**GIVEN PROBLEM:** Repeat the full listing below verbatim and keep the images out.

**SUPPLIED MATERIAL:**
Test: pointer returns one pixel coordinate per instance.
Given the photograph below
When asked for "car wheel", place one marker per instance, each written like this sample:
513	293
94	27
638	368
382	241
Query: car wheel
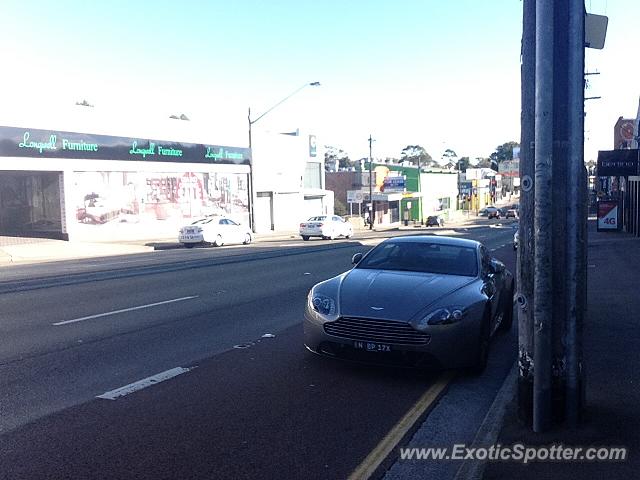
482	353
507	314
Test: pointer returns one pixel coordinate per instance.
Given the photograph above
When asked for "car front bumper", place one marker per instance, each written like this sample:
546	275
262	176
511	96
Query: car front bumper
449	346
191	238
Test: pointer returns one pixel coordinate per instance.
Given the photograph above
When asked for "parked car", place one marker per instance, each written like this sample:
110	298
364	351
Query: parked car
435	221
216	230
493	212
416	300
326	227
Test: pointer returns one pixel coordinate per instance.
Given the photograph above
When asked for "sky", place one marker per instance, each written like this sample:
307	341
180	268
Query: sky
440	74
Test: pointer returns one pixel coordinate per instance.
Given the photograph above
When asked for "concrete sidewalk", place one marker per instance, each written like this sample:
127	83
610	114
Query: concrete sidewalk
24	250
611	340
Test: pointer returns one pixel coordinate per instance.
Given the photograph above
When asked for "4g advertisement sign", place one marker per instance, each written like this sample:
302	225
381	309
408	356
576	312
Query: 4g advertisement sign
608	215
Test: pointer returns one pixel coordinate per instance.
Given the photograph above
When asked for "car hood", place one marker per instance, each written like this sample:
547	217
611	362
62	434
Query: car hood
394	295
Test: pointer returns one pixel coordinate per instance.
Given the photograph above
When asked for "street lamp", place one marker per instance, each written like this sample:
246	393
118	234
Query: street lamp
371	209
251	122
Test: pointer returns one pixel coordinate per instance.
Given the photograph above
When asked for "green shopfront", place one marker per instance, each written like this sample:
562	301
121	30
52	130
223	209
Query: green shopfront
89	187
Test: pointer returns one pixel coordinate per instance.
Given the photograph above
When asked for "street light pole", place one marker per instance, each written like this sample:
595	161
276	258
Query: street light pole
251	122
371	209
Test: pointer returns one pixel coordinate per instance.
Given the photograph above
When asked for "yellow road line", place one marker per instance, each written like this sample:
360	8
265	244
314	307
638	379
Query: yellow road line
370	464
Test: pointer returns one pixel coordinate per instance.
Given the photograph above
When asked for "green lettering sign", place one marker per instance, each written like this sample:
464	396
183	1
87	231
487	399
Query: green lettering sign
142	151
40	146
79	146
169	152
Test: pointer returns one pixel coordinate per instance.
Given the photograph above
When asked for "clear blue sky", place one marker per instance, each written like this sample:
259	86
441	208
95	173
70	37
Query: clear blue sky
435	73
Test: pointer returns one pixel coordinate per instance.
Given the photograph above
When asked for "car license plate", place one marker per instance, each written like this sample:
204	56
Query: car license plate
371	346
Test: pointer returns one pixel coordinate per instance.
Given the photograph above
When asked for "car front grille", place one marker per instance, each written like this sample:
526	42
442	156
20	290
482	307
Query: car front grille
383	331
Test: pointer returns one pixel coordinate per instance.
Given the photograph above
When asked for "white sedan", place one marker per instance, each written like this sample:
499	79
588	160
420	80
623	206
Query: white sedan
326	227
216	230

**SOLVED PROBLEM:**
Test: pointer returns one pixel coordinate per instance.
Given the photograph below
When asked for "car wheel", place one marker per instance, each written like this sample:
513	293
94	27
638	368
382	241
Query: car wheel
482	353
507	314
Test: pointer returns one pixel coordinate per instance.
Given the photograph above
When asked for "car front bumper", place one marker per instance, each written like this sample:
546	275
262	176
511	96
Query: car front bumper
449	346
191	238
Test: pointer returns one pixel coordinate per instance.
Given the photograph above
When asked for "parked car", place one marker per instance, each written like this sample:
110	298
364	351
Query: parked car
435	221
216	230
493	212
416	300
326	227
Test: pointer returns one pixel coordinate per instance.
Given the photograph above
When asked for "sky", place one marker per instance, each written like this sample:
307	341
180	268
Query: sky
440	74
Test: pointer returns one pixel coordinate per instance.
Given the photograph above
When asked for "concrete sidewalk", place one marker per instance, each written like this sample:
127	83
610	114
Query: concrete sidewalk
24	250
611	340
Test: pointer returns one pixel coordinate per instance.
Given the photograph above
When asked for "4g advertisement sign", place one marker per instance, each written like this sample:
302	225
381	309
408	356
576	312
Query: 4g advertisement sign
608	215
Test: pointer returns one pixel coordinate per instance.
Given the photograph above
When asked for "car hood", place one marker per instance, each written like this sample:
547	217
611	362
62	434
Query: car hood
394	295
Test: pointer returns one pixel coordinate per instance.
Given the photograph above
When asked for "street lamp", place one marker per instance, each written like this sample:
246	393
118	234
Query: street lamp
371	209
251	122
Test: pointer returns one pixel coordinate per instance.
Given the photograph above
When asked for "green shopfront", place one marker per instance, each written like this sample:
562	301
121	30
52	130
223	209
Query: green shopfront
89	187
Test: pointer returns one pixel coordinate per instance.
Given the photograph above
When asked for "street light pole", place one marker per instance, each written like this sample:
595	161
276	258
Query: street light pole
251	122
371	209
Test: pointer returns one pixel coordinate per instance.
Given the photograph above
When asked for "yellow road line", place one marker per instance, each written like this sample:
360	8
265	244
314	307
638	379
Query: yellow road line
370	464
Test: pointer returns one pixel coordinate per instance.
Given the photograph above
When asked for "green lettering sign", place one marker per instance, each written like this sample:
464	396
183	1
87	231
487	399
Query: green lettering sign
142	151
40	146
79	146
169	152
Test: pointer returns one pixel coordinate per instance.
Given the photograph above
When asked for "clear blue sky", place one marker per instance, each written like this sample:
259	86
441	208
95	173
70	37
Query: clear blue sky
435	73
Test: pointer returns one pixel coordinate per instance.
Given the photograph above
When asked for "car license plate", place one marker per instance, each written like this sample:
204	56
Query: car license plate
371	346
Test: pointer returns one pixel coordinate per instance.
Given the photograph above
When asked for "car front grille", place one marker per instance, each written like this sample:
526	42
442	156
20	290
482	307
Query: car front grille
383	331
Test: pointer returns one pixel coordinate per instance.
Given the photograph above
When asked for "white sedan", place one marker per instance, each written like this sample:
499	79
588	160
420	80
623	206
Query: white sedan
326	227
216	230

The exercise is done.